*EXERCISE OBJECTIVE*:
An exact reproduction of all the entries is what the answer must contain.
---+---
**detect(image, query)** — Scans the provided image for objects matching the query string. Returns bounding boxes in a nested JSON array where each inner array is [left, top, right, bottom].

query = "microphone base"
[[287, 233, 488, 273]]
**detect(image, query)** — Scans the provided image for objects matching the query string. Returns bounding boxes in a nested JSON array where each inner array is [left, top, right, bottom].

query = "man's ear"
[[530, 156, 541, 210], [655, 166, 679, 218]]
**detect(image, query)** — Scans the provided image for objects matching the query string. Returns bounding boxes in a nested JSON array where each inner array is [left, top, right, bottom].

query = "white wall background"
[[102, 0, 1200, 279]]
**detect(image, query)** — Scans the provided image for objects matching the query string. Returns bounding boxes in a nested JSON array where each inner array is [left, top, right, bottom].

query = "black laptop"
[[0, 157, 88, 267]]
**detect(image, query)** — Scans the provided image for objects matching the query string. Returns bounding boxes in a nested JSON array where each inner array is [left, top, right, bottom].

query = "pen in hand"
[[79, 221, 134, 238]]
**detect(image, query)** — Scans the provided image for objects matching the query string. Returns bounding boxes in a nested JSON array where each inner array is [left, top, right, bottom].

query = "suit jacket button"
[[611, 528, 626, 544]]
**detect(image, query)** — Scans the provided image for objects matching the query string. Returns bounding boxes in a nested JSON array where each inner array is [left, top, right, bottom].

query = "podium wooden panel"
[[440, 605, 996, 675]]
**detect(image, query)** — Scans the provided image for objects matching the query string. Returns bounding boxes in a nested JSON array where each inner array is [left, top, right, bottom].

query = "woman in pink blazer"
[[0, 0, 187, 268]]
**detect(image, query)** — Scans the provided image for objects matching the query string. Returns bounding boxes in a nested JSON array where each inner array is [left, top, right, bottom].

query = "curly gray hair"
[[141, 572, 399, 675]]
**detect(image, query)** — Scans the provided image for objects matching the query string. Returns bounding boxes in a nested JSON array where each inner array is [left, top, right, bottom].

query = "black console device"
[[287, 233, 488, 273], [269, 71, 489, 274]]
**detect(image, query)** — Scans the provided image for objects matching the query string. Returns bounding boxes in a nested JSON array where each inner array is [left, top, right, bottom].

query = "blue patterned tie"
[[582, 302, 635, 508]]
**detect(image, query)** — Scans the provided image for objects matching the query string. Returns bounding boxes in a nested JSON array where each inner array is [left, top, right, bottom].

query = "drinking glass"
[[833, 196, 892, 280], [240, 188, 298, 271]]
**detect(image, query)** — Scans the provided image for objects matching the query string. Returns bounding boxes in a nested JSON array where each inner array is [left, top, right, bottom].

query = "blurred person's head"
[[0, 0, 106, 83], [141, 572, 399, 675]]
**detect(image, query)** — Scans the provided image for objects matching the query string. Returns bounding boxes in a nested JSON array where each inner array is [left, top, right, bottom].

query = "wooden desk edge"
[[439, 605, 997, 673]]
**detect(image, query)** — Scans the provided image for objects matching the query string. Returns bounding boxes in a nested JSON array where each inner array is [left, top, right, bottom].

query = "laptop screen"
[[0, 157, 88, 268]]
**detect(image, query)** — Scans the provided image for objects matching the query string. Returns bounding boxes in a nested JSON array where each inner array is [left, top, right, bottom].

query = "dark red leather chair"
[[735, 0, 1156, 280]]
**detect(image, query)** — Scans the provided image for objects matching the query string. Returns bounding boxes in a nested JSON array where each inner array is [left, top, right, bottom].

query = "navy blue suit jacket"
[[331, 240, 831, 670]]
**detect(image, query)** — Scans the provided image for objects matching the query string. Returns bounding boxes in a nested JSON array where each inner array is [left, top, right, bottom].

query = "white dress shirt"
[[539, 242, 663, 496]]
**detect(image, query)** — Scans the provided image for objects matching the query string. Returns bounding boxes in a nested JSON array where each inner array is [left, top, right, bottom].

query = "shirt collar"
---+---
*OUTPUT FOR THIS TASK*:
**detect(image, query)** — Scans the provided image for objects matching the query string. Returns bounding boxes in a nested JSON array where each inner array is [left, top, right, bottom].

query = "microphone base"
[[287, 233, 488, 273]]
**detect(image, query)** — Scans the provided image for objects matching the query string. Returns bounding boxes in a nested JSON array where each inner array is [left, top, right, bottom].

query = "man's ear"
[[530, 156, 541, 210], [655, 166, 679, 218]]
**detect(image, query)** — Scans the provided image for objects matching the query string. Returns bounding boxes in a nested JSON array where each inner array is [left, top, right, bottom].

query = "white wall background"
[[102, 0, 1200, 279]]
**detect(image, query)** — Scans the provided image for objects matching the query string. Returns bounding boxes in a nested JSON array where each inner array is [left, top, right, bottom].

query = "black laptop"
[[0, 157, 88, 267]]
**detect(image, query)** — Scans the provided image for objects matching the query string. Returns bounding boxes in a nested JSON array where each inner array is [left, top, right, bottom].

query = "pen in hand"
[[79, 221, 134, 238]]
**detect(image, query)** — Scans the provided image for objects matching the query string. Returns bounding boxes in a nested JSON array where each inner array is [left, top, right, bottom].

query = "suit jacket button"
[[611, 528, 626, 544]]
**detect(image, query)** — Scans the provided image for objects matching the query string. Returns bounding boxes in a nested JSON array where each inner array is [left, top, right, bottom].

query = "podium wooden panel"
[[440, 605, 996, 675]]
**detect(image, query)** — Scans the provided image for objects matching the query string. Returns bounding boxes in a nested JSON array where each inner array is [left, top, right, bottom].

query = "woman in pink blazer"
[[0, 0, 187, 268]]
**detect(image, query)** — Scans the provided image for objects matching the query string. Returns bounding boxes in a nested JSON array where each inner array is [left, top, right, bottom].

query = "curly gray hair"
[[141, 572, 399, 675]]
**detect(image, query)** — Scans the provided image for objects matching the query string. Returns bounding boxes in a nested JSON array where each inner array is [left, top, right, bottom].

query = "black console device"
[[287, 233, 488, 273], [269, 71, 489, 274]]
**detect(image, query)** — Scans the provided image for objects matching the query string. Returns bounding boxes in a nested JSON array where each inner array is [left, top, right, bottom].

query = "blue patterned tie"
[[582, 302, 635, 508]]
**detect(image, query)** — Scans the provided image for objects matching the query string. Returns bounding boxes in a nested JSON array where each inner array is [left, top, right, bottom].

query = "drinking glass"
[[833, 196, 892, 280], [240, 188, 298, 271]]
**detect(image, query)** — Scans the provided image for objects matching the query string. Returns bounding boxes in a nested JSON array where each inner array is [left, top, right, bottom].

query = "blurred person's head"
[[0, 0, 106, 83], [141, 572, 399, 675]]
**detect(image, query)** — Scans the provided image for objects matching the query string. Returns bounding boxes in a nested JSON array where each inner array is [left, top, right, bottom].

query = "wooden desk edge"
[[439, 605, 997, 673]]
**detect(image, query)** — Scans the provided image for objects matching the query string. Returns bounding boxes in a nested JSON array where each inner array is [left, top, right, bottom].

query = "laptop screen"
[[0, 157, 88, 268]]
**detect(image, query)** — Scans the provided image for objects matching the query string. Returns bounding boxes in a nested JSON array where each inner array is [left, top, right, bottom].

query = "dark red leather chair"
[[735, 0, 1156, 280]]
**detect(image, query)** — Scans the provided image for objects matching the query string. Returns bounding boxes in a nested JSON array where each inner array is [left, top, right, bottom].

query = "navy blue suit jacket"
[[331, 240, 831, 670]]
**detect(image, query)** — Scans the provided image for objects matching the query string. Returns bounding boxes in a nested JSON array where each inner array is [left, top, right, bottom].

query = "white dress shirt"
[[539, 242, 663, 496]]
**detect(image, query)** — Scans the provided image for objects matching the query string. Returns bounding boxes in a nested JSON array where each inner array is [left, top, right, bottom].

query = "shirt collar"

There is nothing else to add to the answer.